— begin Records for this task —

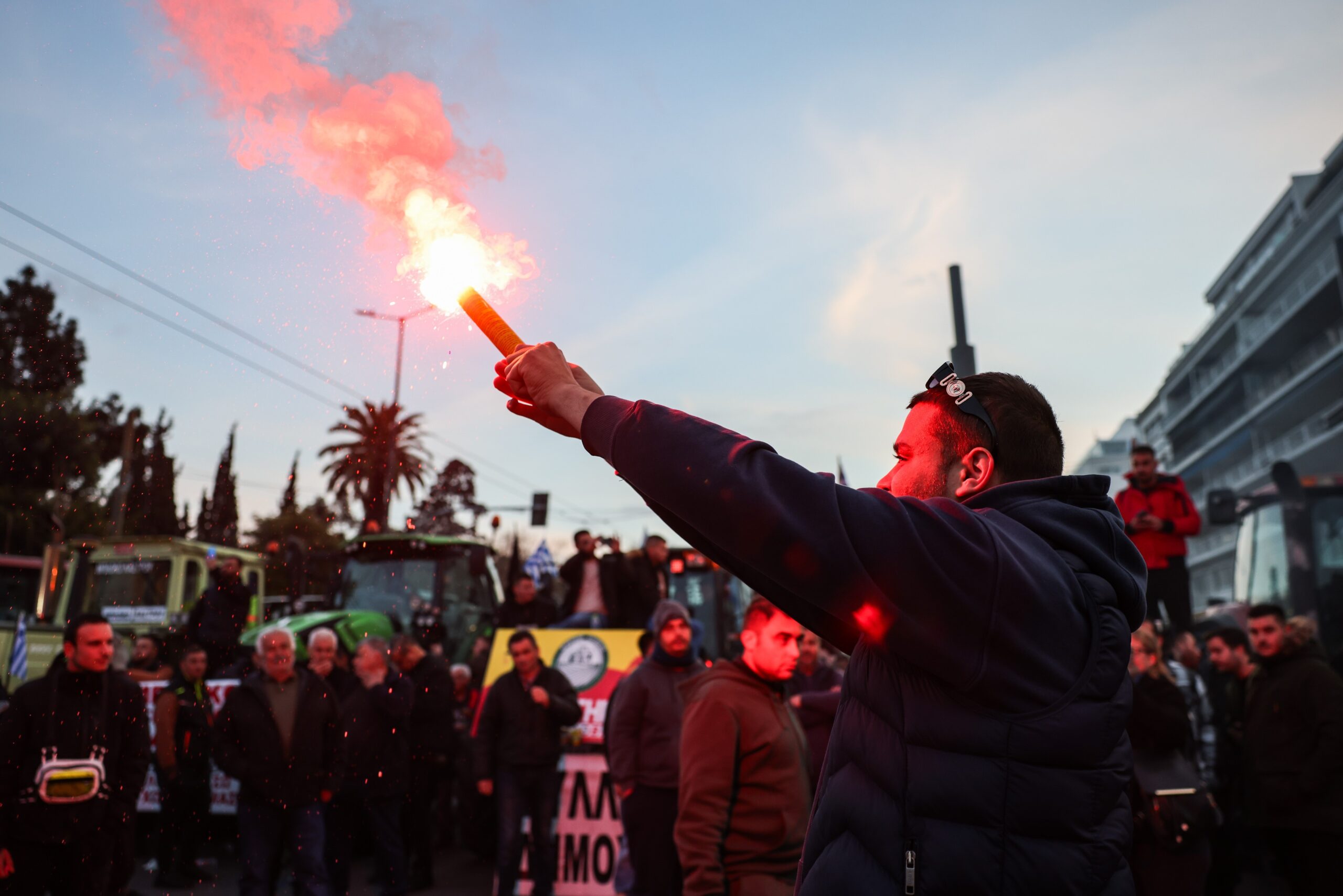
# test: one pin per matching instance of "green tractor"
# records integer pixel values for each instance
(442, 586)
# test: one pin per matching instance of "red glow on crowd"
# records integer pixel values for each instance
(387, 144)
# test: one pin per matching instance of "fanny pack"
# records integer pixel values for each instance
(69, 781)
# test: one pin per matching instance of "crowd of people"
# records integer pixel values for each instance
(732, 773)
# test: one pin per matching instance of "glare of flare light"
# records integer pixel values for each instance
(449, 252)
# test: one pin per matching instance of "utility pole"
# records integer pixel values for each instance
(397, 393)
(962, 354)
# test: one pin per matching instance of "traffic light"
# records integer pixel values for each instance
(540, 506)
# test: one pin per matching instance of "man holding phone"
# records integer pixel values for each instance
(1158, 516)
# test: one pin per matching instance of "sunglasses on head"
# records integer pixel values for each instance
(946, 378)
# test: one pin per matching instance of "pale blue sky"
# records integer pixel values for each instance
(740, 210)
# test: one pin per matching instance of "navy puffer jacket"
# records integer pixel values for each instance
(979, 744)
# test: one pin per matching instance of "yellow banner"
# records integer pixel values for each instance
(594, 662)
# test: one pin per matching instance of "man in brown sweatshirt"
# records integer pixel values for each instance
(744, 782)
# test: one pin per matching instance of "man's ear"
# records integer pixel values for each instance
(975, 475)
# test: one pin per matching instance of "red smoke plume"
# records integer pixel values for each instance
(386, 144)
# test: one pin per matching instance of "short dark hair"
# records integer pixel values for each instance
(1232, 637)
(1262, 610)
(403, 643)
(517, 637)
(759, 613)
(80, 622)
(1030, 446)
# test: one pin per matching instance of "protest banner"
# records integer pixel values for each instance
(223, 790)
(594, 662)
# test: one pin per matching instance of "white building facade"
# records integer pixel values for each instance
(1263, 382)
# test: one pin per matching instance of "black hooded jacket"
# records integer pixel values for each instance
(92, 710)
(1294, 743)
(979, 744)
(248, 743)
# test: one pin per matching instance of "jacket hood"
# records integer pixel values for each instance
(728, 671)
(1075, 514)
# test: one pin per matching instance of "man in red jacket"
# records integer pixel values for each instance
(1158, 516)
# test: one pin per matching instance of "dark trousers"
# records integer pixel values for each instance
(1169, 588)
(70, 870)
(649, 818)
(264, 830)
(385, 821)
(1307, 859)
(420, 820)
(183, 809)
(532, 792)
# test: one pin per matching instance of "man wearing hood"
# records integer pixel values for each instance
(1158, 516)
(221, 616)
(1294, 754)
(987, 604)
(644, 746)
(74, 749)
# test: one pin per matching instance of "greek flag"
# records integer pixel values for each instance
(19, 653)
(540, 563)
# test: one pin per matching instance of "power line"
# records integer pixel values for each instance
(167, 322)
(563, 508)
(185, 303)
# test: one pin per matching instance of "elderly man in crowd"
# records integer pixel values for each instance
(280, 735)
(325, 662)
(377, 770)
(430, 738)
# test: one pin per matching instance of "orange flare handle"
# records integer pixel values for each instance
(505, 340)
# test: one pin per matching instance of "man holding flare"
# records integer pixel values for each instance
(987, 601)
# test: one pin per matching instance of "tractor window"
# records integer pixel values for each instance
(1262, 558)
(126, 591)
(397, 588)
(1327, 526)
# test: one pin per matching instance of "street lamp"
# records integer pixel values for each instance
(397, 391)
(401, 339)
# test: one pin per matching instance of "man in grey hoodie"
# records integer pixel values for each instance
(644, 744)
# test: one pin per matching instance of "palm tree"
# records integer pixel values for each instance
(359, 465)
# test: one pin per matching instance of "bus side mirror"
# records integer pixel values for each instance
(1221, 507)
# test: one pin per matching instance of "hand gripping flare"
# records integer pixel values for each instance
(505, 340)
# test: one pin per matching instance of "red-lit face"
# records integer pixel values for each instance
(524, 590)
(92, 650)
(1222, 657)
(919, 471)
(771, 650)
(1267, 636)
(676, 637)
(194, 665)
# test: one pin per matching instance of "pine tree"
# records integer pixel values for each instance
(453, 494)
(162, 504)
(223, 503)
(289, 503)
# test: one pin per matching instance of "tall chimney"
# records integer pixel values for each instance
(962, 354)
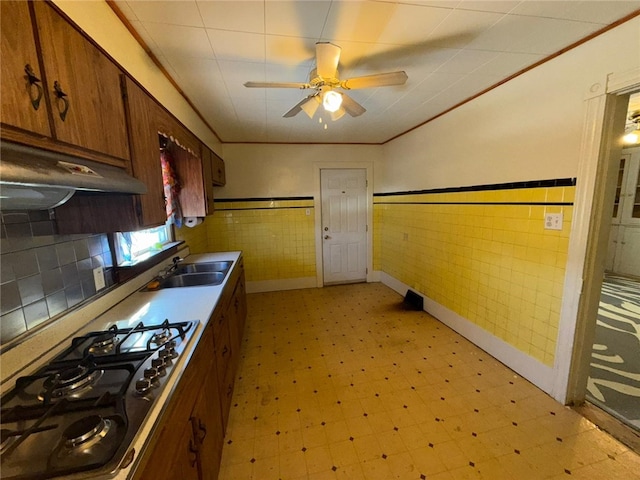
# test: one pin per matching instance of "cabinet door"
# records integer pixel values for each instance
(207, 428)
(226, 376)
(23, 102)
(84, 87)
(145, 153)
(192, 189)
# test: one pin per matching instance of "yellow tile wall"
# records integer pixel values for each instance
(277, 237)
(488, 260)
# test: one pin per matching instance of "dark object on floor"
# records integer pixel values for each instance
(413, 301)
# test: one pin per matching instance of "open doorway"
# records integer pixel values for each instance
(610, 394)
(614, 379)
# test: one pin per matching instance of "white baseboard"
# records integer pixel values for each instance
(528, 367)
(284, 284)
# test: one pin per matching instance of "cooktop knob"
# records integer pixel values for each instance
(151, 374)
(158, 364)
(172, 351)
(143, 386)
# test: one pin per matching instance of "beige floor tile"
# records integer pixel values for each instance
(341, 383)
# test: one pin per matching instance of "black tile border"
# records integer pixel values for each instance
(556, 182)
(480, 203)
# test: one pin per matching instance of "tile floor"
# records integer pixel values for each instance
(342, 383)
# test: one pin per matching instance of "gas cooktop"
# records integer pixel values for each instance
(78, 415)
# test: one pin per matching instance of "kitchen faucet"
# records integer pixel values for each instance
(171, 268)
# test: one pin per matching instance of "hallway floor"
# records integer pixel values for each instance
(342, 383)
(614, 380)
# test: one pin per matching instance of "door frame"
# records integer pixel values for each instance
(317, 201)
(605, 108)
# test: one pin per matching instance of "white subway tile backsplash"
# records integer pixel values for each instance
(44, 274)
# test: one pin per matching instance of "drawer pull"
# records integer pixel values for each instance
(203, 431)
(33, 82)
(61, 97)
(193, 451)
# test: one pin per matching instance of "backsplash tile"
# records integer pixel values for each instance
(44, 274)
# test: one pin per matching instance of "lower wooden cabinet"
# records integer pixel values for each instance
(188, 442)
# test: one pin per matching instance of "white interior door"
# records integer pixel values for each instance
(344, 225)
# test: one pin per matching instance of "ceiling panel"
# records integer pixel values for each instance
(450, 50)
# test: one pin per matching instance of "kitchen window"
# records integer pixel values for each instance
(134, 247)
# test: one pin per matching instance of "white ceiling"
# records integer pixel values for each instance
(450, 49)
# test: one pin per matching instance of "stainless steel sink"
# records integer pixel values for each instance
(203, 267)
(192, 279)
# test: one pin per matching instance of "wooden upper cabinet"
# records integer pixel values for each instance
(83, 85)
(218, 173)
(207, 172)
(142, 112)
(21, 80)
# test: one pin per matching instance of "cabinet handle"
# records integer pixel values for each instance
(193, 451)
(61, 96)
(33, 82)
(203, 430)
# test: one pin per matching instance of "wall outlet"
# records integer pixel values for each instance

— end Records for this task —

# Request
Strip the images and reproduce the remaining records precisely.

# Exercise output
# test: one pin per matching instance of "green tractor"
# records integer pixel values for each instance
(442, 586)
# test: one pin per matching instance of "red glow on crowd"
# records integer pixel values for each instance
(387, 144)
# test: one pin per matching instance of "fanny pack"
# records integer pixel values for each instance
(69, 781)
# test: one pin per matching instance of "crowd of people"
# records integer pixel values for each instance
(732, 773)
# test: one pin per matching instance of "glare of flare light"
# records integer pixel values for each instance
(449, 252)
# test: one pin per matching instance of "utility pole"
# records integer pixel values for each instance
(397, 393)
(962, 354)
# test: one pin per matching instance of "traffic light"
# records integer pixel values for each instance
(540, 506)
# test: one pin per matching instance of "man holding phone"
# records integer pixel values for each instance
(1158, 516)
# test: one pin per matching instance of "sunglasses on head"
# records integer pixel values for each instance
(946, 378)
# test: one pin per matching instance of "pale blue sky"
# records integer pixel values for each instance
(740, 210)
# test: one pin per matching instance of "navy puffer jacket"
# records integer pixel values for each instance
(979, 744)
# test: one pin per matching instance of "yellow banner"
# records integer pixel values for each instance
(594, 662)
# test: one pin per matching instance of "man in brown sweatshirt"
# records integer pixel values for each instance
(744, 782)
# test: one pin per matching instance of "man's ear"
# records integer pixel values for each instance
(975, 475)
# test: one pin per matching instance of "red smoke plume"
# records integer pixel values for each instance
(386, 144)
# test: one pin per matching instance of "short dark hair"
# records integer pixel values for each instance
(1232, 637)
(1262, 610)
(403, 643)
(517, 637)
(759, 613)
(80, 622)
(1030, 446)
# test: one pin per matching instance of "protest banner"
# records integer pixel values for each instance
(223, 790)
(594, 662)
# test: one pin per matching instance of "white building facade"
# records integer pixel values for each instance
(1263, 382)
# test: one pin per matching instance of "black hooded jacket"
# records integer pixel values for each instance
(92, 710)
(1294, 743)
(979, 744)
(248, 743)
# test: one pin per matching instance of "jacket hood"
# records integer pixel values for each instance
(728, 671)
(1075, 514)
# test: one pin per matching instance of "man in red jacket"
# records integer pixel values for each instance
(1158, 516)
# test: one pin per matching instance of "dark trousers"
# records integer pixel values for each instance
(1169, 588)
(70, 870)
(649, 818)
(264, 830)
(385, 821)
(1307, 859)
(420, 820)
(183, 809)
(532, 792)
# test: one pin per matching instance of "man wearing hood"
# records integer pixel values for each instance
(1158, 516)
(221, 616)
(1294, 754)
(987, 604)
(644, 746)
(74, 749)
# test: one pin per matching instance of "greek flag"
# records integer pixel values for each instance
(19, 653)
(540, 563)
# test: one pin per matching instance of "power line"
# records integer pixel values for each instance
(167, 322)
(563, 508)
(185, 303)
# test: one pin per matching instance of "elderly man in crowd"
# records integer pixel values for each instance
(280, 735)
(325, 662)
(377, 770)
(430, 738)
# test: one pin per matching instance of "orange flare handle"
# records integer pixel values for each instance
(505, 340)
# test: one pin per matching instance of "man holding flare"
# records integer pixel values for each instance
(987, 601)
# test: one pin per matching instance of "tractor window"
# records integer pixel values for each instance
(1262, 558)
(126, 591)
(397, 588)
(1327, 526)
# test: one pin per matching instance of "street lamp"
# records integer pixel values for each instance
(397, 391)
(401, 339)
# test: one pin per matching instance of "man in grey hoodie"
# records integer pixel values for each instance
(644, 744)
# test: one pin per matching instance of "palm tree"
# records integer pixel values for each instance
(359, 465)
# test: one pin per matching instance of "bus side mirror"
# records integer pixel values for each instance
(1221, 507)
# test: one pin per matching instance of "hand gripping flare"
# records integer pixel values for each instance
(505, 340)
# test: one pin per matching instance of "red-lit face"
# records integer pixel values for each instance
(524, 590)
(92, 650)
(1222, 657)
(919, 471)
(771, 650)
(1267, 636)
(676, 637)
(194, 665)
# test: one pin per matching instance of "pine tree"
# records integer pixel values for each instance
(453, 494)
(162, 504)
(223, 503)
(289, 503)
# test: one pin per matching instance of "tall chimney"
# records integer pixel values for each instance
(962, 354)
# test: one pin per matching instance of "cabinet door"
# records integer pixel values for each instance
(207, 428)
(226, 376)
(23, 102)
(84, 87)
(145, 153)
(192, 189)
# test: one pin per matching instance of "yellow tile wall"
# records integer pixel values for each instance
(277, 237)
(488, 260)
# test: one pin per matching instance of "dark object on floor"
# records integer pixel values for each instance
(413, 301)
# test: one pin per matching instance of "open doorway"
# records integer pixel values for each instance
(610, 394)
(614, 379)
# test: one pin per matching instance of "white baseboard"
# records integer pixel values for each instance
(528, 367)
(284, 284)
# test: one pin per matching instance of "cooktop knob"
# records integer pixel values for each instance
(151, 374)
(158, 364)
(172, 351)
(143, 386)
# test: one pin per matching instance of "beige floor tile"
# records integer pixel values for each instance
(341, 383)
# test: one pin per matching instance of "black tile border"
# records integer pixel values for each instance
(556, 182)
(480, 203)
# test: one pin per matching instance of "tile floor"
# records integer pixel values for each instance
(342, 383)
# test: one pin per matching instance of "gas cooktop"
# records integer pixel values for each instance
(78, 415)
# test: one pin per matching instance of "kitchen faucet"
# records integer pixel values for each instance
(171, 268)
# test: one pin per matching instance of "hallway floor"
# records integer pixel values for each instance
(342, 383)
(614, 380)
# test: one pin per matching instance of "door frame"
# records integer pixel values for each instance
(317, 201)
(605, 108)
# test: one pin per matching instance of "white subway tile backsplash"
# records integer pixel values for each instance
(44, 274)
# test: one pin per matching instance of "drawer pull"
# records integer pixel values for each instance
(203, 431)
(33, 82)
(61, 97)
(193, 451)
# test: one pin per matching instance of "backsplash tile"
# records integer pixel values for each instance
(44, 274)
# test: one pin per matching instance of "lower wooden cabinet"
# records integer pixel values for each instance
(188, 442)
# test: one pin per matching instance of "white interior door"
# records integer pixel values for each instance
(344, 225)
# test: one pin per matching instance of "ceiling panel"
# records integer pixel values for each instance
(450, 50)
# test: one pin per matching instance of "kitchen window"
# records integer pixel values for each instance
(134, 247)
# test: one pin per matching instance of "white ceiling"
# records integer pixel values for each instance
(450, 49)
# test: one pin per matching instance of "stainless steel sink"
# records integer pixel values for each instance
(203, 267)
(192, 279)
# test: one pin per matching instance of "wooden upper cabinet"
# records integer pixel values for each instance
(83, 85)
(218, 173)
(207, 172)
(142, 112)
(21, 80)
# test: one pin per matching instance of "cabinet handle"
# records integer pixel values for each instance
(193, 451)
(61, 96)
(33, 82)
(203, 430)
# test: one pin per matching instance of "wall outlet"
# records integer pixel values for each instance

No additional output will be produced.